Your task: Convert the lines below into a Markdown table with two columns, Row and Line, numbering each row and skipping blank lines. Leave the pictures out.

■ ■ ■

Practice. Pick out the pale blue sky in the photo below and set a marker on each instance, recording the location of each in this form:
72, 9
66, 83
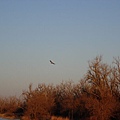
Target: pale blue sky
70, 32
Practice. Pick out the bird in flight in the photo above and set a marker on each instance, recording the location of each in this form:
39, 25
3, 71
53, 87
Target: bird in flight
52, 62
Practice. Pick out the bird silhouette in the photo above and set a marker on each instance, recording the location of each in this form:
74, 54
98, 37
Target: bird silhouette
52, 62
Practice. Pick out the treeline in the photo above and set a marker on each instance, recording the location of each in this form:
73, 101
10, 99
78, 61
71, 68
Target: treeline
95, 97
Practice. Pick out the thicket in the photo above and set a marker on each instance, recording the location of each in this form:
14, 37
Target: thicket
96, 96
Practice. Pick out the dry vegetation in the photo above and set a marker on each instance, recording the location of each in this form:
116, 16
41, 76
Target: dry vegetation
95, 97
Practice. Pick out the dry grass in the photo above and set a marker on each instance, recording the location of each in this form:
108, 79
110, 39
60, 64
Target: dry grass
58, 118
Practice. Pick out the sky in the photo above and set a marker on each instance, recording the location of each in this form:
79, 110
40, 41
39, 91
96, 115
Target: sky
69, 32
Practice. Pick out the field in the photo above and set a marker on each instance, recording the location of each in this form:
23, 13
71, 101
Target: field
94, 97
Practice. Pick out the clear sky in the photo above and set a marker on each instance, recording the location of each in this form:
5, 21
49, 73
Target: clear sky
70, 32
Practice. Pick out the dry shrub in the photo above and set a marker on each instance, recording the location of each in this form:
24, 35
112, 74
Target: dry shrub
39, 102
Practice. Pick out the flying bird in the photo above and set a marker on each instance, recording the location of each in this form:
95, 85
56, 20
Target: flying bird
52, 62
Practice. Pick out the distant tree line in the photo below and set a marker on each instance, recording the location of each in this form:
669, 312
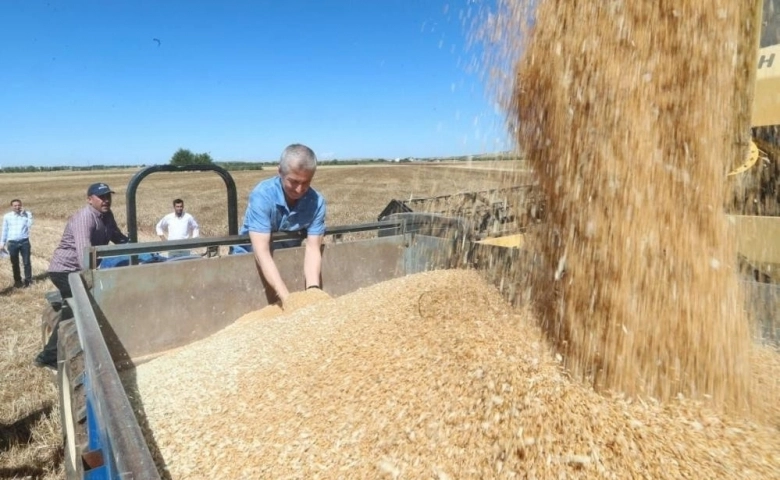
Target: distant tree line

■ ■ ■

Answer to the exercise:
| Row | Line |
|---|---|
| 1 | Practice. Pick out the pale blue sky in the photo below and set a marker on each instance, recording the location of each in this form: |
| 2 | 72, 9 |
| 3 | 66, 83 |
| 4 | Target: pale blue sky |
| 5 | 70, 32 |
| 6 | Practice. Pick out the bird in flight in the photo above and set a marker on each instance, recording the location of each in this form: |
| 7 | 39, 25 |
| 8 | 3, 71 |
| 9 | 53, 87 |
| 10 | Target: bird in flight |
| 11 | 52, 62 |
| 12 | Practice. Pick out the bird silhouette in the photo above and set a marker on each instance, recording the location of each in this form: |
| 13 | 74, 54 |
| 14 | 98, 37 |
| 15 | Target: bird silhouette |
| 16 | 52, 62 |
| 17 | Practice. Pick out the treeline in the photo above and set a marker on each instance, recording the location of each in this form: |
| 18 | 73, 101 |
| 19 | 10, 99 |
| 20 | 78, 61 |
| 21 | 71, 68 |
| 22 | Target: treeline |
| 23 | 95, 97 |
| 24 | Practice. Pick out the thicket in the photo above and set a marker on each instance, recording the location of each in this form: |
| 25 | 14, 37 |
| 26 | Target: thicket |
| 27 | 96, 96 |
| 28 | Practice. Pick out the dry vegetation in the photo above and set a marker on each instance, recording the location of each in this form: |
| 29 | 116, 16 |
| 30 | 41, 76 |
| 31 | Target: dry vegetation |
| 32 | 95, 97 |
| 33 | Practice. Pick out the dry grass in the photo above and set a marker on each instance, recording the location of each in this form: |
| 34 | 108, 79 |
| 35 | 110, 39 |
| 36 | 60, 64 |
| 37 | Target: dry grass |
| 38 | 58, 118 |
| 39 | Practice. Pick out the sky in the photo above and set a marker on each instance, recording the location of each in this form: |
| 40 | 79, 110 |
| 41 | 40, 41 |
| 42 | 39, 91 |
| 43 | 96, 115 |
| 44 | Target: sky |
| 45 | 69, 32 |
| 46 | Practice. Pick out the field in the photo above and set a marker on each instance, recording the location of each in this form: |
| 47 | 23, 13 |
| 48 | 71, 101 |
| 49 | Target: field |
| 50 | 94, 97 |
| 51 | Practice. Pick out the clear sky in the photo above and set a marker on each instance, recording the location of each in this form: |
| 52 | 5, 21 |
| 53 | 49, 73 |
| 54 | Target: clear sky |
| 55 | 70, 32 |
| 56 | Practice. Pick out the dry shrub in the photo above and set a marker on each instance, recording the location of each in this form: |
| 57 | 24, 35 |
| 58 | 112, 74 |
| 59 | Target: dry shrub |
| 60 | 39, 102 |
| 61 | Practice. Pick out the flying bird in the photo above and set a marker on each instance, recording the location of each in this form: |
| 62 | 95, 85 |
| 63 | 56, 20 |
| 64 | Target: flying bird |
| 65 | 52, 62 |
| 66 | Practice. Pick out the distant tree line in the photo below and set a marker on each instance, recording the location of each in this form: |
| 67 | 669, 312 |
| 68 | Target: distant tree line |